◆ Work to do: Output every line of the material below word for word, changing nothing and adding nothing.

◆ Supplied records:
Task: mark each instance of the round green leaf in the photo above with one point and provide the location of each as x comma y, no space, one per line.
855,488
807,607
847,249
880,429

◆ Result of this task:
Task: mark each instance of the round green leaf in the photo above with one point and provide the location of each as x comma y, no space, one per line.
855,488
807,607
847,249
880,429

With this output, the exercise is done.